### PROVIDED RECORDS:
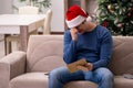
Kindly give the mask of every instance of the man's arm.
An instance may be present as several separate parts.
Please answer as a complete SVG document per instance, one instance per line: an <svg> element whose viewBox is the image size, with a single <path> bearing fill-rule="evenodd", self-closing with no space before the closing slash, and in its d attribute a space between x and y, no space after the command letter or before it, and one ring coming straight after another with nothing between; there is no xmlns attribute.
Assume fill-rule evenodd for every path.
<svg viewBox="0 0 133 88"><path fill-rule="evenodd" d="M75 31L66 31L64 33L64 48L63 48L63 59L66 64L75 62L76 53L76 38Z"/></svg>
<svg viewBox="0 0 133 88"><path fill-rule="evenodd" d="M93 68L106 67L112 54L112 36L109 31L105 31L101 38L100 61L93 63Z"/></svg>

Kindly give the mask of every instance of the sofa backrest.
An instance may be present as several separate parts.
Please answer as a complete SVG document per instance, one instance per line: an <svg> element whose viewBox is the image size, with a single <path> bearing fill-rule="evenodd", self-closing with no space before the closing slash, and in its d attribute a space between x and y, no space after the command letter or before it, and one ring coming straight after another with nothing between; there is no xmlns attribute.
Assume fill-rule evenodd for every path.
<svg viewBox="0 0 133 88"><path fill-rule="evenodd" d="M110 69L114 75L133 74L133 36L113 36Z"/></svg>
<svg viewBox="0 0 133 88"><path fill-rule="evenodd" d="M31 35L27 51L27 72L50 72L64 66L63 35ZM113 36L109 65L114 75L133 74L133 36Z"/></svg>
<svg viewBox="0 0 133 88"><path fill-rule="evenodd" d="M50 72L63 63L63 35L31 35L27 51L27 72Z"/></svg>

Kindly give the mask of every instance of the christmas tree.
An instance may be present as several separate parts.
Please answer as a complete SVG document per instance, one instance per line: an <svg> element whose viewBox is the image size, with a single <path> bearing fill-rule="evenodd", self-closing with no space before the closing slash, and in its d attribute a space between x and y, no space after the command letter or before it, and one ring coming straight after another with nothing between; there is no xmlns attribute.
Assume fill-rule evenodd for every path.
<svg viewBox="0 0 133 88"><path fill-rule="evenodd" d="M98 22L114 35L133 35L133 0L98 0Z"/></svg>

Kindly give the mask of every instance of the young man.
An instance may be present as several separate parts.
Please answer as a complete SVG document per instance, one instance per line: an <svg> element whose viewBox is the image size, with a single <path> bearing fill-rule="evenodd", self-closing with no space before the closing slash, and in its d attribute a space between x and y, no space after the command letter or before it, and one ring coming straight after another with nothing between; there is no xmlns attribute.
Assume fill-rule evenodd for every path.
<svg viewBox="0 0 133 88"><path fill-rule="evenodd" d="M70 73L68 67L50 73L49 88L63 88L74 80L93 81L99 88L113 88L113 74L108 69L112 53L112 36L108 29L90 21L90 16L78 6L66 11L63 59L66 64L84 58L88 72Z"/></svg>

### PROBLEM DESCRIPTION:
Rewrite the lines above from the one containing "Kindly give the mask of every instance of the christmas" through the last line, putting "pine tree" wherever "christmas tree" appears and changing nothing else. Give only those lines.

### RESULT FOR THIS TASK:
Kindly give the mask of every instance of the pine tree.
An instance may be present as several separate parts.
Please answer as a complete SVG document per instance, one instance per line: an <svg> element whose viewBox is the image size, with a single <path> bearing fill-rule="evenodd", self-closing with no space before the closing slash, and in its d attribute a space between x and y, no space after the command letter or before it, and one ring coming straight after another with nothing between; there is no xmlns attribute.
Assume fill-rule evenodd for every path.
<svg viewBox="0 0 133 88"><path fill-rule="evenodd" d="M98 22L114 35L133 35L133 0L98 0Z"/></svg>

Kindly give the mask of every instance of the young man.
An instance may be present as several separate parts.
Please answer as a complete SVG document per instance, one instance per line: an <svg> element whose viewBox is the image size, with a single <path> bearing fill-rule="evenodd", self-closing with no space before the closing slash, and in its d attribute a space between x and y, no space after the command letter or before it, and one ring coming straight after another with nothing between; there is no xmlns attribute.
Assume fill-rule evenodd for every path.
<svg viewBox="0 0 133 88"><path fill-rule="evenodd" d="M70 73L68 67L50 73L49 88L63 88L74 80L93 81L99 88L113 88L113 74L108 69L112 53L112 36L108 29L90 21L90 16L78 6L66 11L63 59L66 64L84 58L88 72Z"/></svg>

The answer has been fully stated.